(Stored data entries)
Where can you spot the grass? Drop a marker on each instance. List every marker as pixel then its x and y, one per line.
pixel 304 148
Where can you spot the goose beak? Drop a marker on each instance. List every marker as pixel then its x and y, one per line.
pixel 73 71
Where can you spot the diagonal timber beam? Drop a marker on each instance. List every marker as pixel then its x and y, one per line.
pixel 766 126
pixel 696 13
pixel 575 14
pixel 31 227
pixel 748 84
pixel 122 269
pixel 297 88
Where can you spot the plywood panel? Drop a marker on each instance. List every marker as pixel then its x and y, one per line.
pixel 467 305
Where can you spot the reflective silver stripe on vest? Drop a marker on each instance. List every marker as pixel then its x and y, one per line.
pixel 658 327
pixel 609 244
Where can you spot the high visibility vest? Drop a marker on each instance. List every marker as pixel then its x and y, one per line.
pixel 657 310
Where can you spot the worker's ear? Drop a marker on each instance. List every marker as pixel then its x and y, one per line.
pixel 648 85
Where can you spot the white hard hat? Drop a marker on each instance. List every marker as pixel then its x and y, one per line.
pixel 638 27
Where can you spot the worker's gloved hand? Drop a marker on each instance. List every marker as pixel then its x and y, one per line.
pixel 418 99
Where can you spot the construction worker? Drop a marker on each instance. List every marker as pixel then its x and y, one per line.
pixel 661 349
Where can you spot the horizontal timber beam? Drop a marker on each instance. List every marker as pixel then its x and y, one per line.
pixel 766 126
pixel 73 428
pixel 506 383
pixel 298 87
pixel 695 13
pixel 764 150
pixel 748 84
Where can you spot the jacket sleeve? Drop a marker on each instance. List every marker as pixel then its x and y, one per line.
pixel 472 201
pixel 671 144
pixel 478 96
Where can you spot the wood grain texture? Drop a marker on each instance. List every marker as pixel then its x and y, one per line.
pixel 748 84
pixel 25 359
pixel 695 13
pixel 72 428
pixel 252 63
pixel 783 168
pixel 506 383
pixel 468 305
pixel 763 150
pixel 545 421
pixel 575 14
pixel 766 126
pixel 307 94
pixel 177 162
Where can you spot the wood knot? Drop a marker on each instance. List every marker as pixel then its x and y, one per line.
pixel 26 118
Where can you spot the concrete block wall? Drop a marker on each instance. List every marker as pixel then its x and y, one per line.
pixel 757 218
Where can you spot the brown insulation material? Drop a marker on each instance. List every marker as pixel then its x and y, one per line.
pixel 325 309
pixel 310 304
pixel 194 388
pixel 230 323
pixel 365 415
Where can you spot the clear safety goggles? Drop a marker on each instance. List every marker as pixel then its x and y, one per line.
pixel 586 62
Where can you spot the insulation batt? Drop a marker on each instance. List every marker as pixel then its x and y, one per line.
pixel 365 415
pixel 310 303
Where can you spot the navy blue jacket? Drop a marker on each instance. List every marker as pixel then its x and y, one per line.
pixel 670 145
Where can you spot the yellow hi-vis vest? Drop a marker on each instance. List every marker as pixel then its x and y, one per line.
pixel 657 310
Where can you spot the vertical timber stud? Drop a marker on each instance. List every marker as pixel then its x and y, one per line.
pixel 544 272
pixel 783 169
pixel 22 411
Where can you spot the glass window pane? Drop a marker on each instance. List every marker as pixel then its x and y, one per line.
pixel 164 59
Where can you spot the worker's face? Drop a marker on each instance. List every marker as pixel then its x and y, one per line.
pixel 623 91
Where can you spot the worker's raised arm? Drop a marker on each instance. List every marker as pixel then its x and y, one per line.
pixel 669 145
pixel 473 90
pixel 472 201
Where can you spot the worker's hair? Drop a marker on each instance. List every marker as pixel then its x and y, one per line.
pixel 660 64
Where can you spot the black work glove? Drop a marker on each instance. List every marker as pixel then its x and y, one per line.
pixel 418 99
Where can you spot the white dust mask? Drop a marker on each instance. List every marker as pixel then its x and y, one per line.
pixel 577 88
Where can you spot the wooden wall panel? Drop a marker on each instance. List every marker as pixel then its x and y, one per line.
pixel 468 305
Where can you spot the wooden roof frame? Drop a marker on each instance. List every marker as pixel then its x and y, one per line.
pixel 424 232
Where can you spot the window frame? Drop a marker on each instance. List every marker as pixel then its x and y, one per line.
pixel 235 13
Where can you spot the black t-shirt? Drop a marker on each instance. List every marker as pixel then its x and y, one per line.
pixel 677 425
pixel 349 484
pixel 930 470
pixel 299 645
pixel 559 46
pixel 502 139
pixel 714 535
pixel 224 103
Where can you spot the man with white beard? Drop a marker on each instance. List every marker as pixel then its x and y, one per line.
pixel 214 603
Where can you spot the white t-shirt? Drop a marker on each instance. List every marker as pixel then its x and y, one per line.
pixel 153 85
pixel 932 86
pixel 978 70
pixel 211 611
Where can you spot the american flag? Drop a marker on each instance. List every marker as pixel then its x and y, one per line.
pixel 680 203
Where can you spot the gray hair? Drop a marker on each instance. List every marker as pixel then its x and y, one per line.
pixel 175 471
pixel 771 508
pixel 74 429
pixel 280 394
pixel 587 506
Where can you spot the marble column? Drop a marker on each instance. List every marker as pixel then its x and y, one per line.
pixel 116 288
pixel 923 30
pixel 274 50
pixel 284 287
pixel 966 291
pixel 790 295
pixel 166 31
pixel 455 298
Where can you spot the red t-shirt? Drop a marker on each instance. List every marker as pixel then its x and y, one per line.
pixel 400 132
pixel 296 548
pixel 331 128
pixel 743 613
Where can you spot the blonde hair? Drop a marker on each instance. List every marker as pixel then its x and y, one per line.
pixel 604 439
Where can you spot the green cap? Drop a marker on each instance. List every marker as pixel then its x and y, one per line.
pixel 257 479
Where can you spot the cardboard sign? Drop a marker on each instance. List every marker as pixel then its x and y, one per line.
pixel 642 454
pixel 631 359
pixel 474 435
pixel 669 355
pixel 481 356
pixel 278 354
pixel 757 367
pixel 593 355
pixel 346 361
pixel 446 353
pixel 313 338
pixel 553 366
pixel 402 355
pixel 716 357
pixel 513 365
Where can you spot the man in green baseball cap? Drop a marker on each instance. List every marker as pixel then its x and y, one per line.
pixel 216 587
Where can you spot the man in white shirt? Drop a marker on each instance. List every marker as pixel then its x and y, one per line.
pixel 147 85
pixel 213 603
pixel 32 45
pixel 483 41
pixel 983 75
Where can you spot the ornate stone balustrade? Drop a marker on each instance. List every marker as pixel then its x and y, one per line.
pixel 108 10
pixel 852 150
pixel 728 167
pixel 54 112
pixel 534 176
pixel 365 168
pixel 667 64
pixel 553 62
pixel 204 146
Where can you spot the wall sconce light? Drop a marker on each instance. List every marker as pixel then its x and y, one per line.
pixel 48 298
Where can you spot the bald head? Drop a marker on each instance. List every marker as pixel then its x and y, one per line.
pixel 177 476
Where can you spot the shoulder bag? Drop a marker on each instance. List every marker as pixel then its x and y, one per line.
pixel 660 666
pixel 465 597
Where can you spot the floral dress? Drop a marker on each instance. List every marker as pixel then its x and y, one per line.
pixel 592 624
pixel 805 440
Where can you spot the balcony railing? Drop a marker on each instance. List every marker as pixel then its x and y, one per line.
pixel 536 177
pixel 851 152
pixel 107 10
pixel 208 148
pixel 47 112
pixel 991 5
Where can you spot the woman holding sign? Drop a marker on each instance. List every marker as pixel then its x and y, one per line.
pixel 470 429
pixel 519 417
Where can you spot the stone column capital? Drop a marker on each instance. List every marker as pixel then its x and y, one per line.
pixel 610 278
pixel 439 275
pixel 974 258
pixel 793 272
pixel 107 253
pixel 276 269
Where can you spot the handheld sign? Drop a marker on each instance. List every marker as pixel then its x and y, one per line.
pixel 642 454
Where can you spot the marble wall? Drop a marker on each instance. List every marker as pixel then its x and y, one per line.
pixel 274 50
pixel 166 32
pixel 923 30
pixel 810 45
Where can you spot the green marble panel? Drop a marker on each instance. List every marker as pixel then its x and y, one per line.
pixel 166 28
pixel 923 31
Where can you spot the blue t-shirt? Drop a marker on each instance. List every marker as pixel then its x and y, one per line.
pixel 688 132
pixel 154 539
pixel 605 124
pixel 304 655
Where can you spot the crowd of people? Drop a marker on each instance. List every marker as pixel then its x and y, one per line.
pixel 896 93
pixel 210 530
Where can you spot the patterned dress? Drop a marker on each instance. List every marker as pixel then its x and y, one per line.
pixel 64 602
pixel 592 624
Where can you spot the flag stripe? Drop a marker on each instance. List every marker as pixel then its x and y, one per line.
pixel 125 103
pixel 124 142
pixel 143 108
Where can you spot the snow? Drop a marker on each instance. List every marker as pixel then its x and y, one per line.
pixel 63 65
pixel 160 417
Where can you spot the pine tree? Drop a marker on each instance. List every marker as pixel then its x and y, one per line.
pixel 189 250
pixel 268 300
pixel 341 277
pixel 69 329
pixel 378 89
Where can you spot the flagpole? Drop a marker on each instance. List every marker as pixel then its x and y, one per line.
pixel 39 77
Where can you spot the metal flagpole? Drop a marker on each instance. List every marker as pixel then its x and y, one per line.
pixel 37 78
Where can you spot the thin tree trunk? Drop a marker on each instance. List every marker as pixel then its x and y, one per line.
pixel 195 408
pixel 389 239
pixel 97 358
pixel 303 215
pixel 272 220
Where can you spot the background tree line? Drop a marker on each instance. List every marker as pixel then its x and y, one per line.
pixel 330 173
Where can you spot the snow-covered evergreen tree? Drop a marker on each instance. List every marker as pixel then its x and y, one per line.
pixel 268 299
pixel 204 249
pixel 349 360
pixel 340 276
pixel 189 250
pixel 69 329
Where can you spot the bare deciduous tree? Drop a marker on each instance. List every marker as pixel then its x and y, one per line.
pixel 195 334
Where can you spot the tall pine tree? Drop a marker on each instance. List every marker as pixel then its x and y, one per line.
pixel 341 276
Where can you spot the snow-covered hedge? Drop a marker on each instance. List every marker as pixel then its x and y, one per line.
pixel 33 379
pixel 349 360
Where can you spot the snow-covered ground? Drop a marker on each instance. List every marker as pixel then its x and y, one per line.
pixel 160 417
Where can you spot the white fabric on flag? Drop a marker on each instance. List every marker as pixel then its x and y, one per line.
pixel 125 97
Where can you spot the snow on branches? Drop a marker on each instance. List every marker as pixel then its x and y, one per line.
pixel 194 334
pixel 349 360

Task prompt =
Could you output the lines above, exactly as written, from the one containing "Where can you spot the snow?" through the last, with both ends included and no others?

Response to this task =
Where can you spot the snow? Drop a marker on each instance. List every marker as pixel then its x and y, one per line.
pixel 63 65
pixel 160 417
Where can you spot the pine tree? Drop a marker on each instance. List every marker as pixel then its x and y, one per line.
pixel 189 250
pixel 268 300
pixel 341 277
pixel 69 329
pixel 378 89
Where can you spot the flagpole? Drop a marker on each instance. List every marker as pixel then its x and y, one per line.
pixel 39 77
Where can you spot the metal flagpole? Drop a marker on each instance. List every marker as pixel then its x and y, one per line.
pixel 37 78
Where can you spot the thin tree trunk? Drop a marker on each instance. List every marker as pixel then its x and y, one per line.
pixel 195 408
pixel 389 239
pixel 97 358
pixel 303 215
pixel 272 220
Where can you spot the background tree line? Drop a marker on each instance. List every marker as pixel then its x and y, one per line.
pixel 330 173
Where can you spot the snow-covered evergreen tree? Drop a marker on each instance. List every marker as pixel then its x and y, one per line.
pixel 268 299
pixel 204 249
pixel 349 360
pixel 340 276
pixel 189 250
pixel 69 329
Where can you spot the bare deciduous tree? Drop a marker on each instance. List every marker as pixel then its x and y, one per line.
pixel 195 334
Where can you spot the tall pine tree? Drop a marker on each instance. List every marker as pixel then its x and y, one per line.
pixel 341 276
Where can you spot the snow-covered hedge? Drop a marker on each instance. List every marker as pixel then its x and y, one per line.
pixel 33 379
pixel 349 360
Where can you spot the snow-covered ground? Drop a marker on each instance. List every marker as pixel then its x and y, one per line.
pixel 160 417
Where can you spot the white fabric on flag? Drop a marker on each instance. List every marker as pixel then its x and y, one per line.
pixel 125 97
Where can you spot the snow on branches? Drop a marker on each instance. List every marker as pixel then its x and y, one per line.
pixel 194 334
pixel 349 360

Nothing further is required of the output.